TEXT SECTION:
····················
When you make beer, you will probably end up with batches that are mediocre or bad. There will be times when the only thing you can do is dump it. You may need the bottles or the keg the beer currently inhabits. But don’t be too quick to let the sewer drink it. Here are 3 things to try first.
1. Be Patient
I get really excited to try my beer. I usually drink all my hydrometer samples, even straight out of the boil kettle: trub and all. When I’m bottling, I’ll usually pour myself a glass out of the fermenter just to see how the beer tastes at this point. Even flat, it usually tastes pretty good.
When I bottle condition, I usually start sampling the beer after about 5 days. With most beers, this works out well, but I have had some batches with unpleasant flavors at this point. I had a porter that tasted like sucking on a penny, a pale ale that was just harsh and unpleasant. I think this is because the yeast haven’t completely fermented out the priming sugar, and there are still some intermediate byproducts the yeast clean up after a while.
Both of the beers mentioned above turned out to be excellent once they sat for another week. So, be patient. Flavors change quickly, especially at the beginning. A matter of a few days can allow a beer to mellow, fill out and become fully carbonated.
Getting to sample your beer isn’t a race. Even though you want to try it as soon as possible, don’t write it off as a lost cause the first time you try it. Be patient.
2. Change It
Sometimes you can tell when a beer isn’t going to be what you wanted from the recipe. Your sample as you transfer from the kettle tastes flat and lifeless or doesn’t have the base flavor you wanted for your beer.
Don’t despair, there are nearly-infinite possibilities at this point. Was that pale ale lacking the hop flavor and aroma you wanted? Dry hop in the fermenter. Heck, dry hop any beer and see how it turns out. Does the beer seem to lack complexity? Add molasses or Belgian Candi to the fermenter.You can even add spices to complement and change the flavors in your beer.
····················
PROBLEM SET:
[A] Do these statements agree with the homebrewing text? Answer yes or no for each, and quote the words from the text that decide it.
(i) The writer begins sampling bottle-conditioned beer after about 5 days.
(ii) The porter and the pale ale were still unpleasant after another week.
(iii) For a beer that seems to lack complexity, the text suggests adding molasses or Belgian Candi to the fermenter.
[B] Rewrite the paragraph of the homebrewing text that begins "When I bottle condition" as a short list, keeping its main facts.
····················
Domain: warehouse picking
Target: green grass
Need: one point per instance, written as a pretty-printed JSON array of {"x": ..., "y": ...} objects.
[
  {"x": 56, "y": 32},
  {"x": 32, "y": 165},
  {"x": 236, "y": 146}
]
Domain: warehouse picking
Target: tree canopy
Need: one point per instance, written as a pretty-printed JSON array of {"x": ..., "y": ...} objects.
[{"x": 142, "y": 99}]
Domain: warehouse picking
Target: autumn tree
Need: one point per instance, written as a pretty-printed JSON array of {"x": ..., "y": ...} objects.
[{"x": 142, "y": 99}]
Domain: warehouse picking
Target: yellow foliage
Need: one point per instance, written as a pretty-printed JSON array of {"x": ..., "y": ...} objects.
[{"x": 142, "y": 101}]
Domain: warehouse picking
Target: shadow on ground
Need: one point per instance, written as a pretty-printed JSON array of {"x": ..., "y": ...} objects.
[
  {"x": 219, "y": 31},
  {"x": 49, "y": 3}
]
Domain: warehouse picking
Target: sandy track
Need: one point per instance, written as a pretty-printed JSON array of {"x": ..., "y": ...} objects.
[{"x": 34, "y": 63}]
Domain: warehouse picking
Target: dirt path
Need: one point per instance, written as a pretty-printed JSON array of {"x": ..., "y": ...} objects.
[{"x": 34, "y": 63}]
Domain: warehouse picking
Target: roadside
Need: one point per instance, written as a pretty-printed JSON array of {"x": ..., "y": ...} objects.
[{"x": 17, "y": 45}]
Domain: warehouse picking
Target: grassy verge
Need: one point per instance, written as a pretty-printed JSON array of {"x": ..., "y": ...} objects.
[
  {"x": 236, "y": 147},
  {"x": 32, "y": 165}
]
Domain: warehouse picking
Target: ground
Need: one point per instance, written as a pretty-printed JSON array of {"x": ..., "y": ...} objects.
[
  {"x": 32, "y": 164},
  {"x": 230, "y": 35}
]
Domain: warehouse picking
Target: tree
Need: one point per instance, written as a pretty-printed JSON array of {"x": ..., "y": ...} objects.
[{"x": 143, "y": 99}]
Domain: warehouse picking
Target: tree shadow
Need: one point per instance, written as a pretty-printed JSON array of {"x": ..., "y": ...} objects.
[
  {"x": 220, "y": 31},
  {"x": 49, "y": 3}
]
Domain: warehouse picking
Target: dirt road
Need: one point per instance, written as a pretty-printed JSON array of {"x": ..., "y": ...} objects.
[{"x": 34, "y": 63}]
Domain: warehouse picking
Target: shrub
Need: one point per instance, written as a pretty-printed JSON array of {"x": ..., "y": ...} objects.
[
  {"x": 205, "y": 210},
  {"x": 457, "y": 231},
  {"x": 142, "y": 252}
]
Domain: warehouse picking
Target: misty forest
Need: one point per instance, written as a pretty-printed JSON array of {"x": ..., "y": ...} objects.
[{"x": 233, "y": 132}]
····················
RESPONSES TO THE EXERCISE:
[A]
(i) Yes: "When I bottle condition, I usually start sampling the beer after about 5 days."
(ii) No: "Both of the beers mentioned above turned out to be excellent once they sat for another week."
(iii) Yes: "Add molasses or Belgian Candi to the fermenter."

[B]
- The writer starts sampling bottle-conditioned beer after about 5 days.
- This works well with most beers, but some batches have had unpleasant flavors at that point.
- One porter tasted like sucking on a penny, and one pale ale was harsh and unpleasant.
- The writer thinks the cause is yeast that haven't fully fermented the priming sugar, leaving intermediate byproducts that the yeast clean up after a while.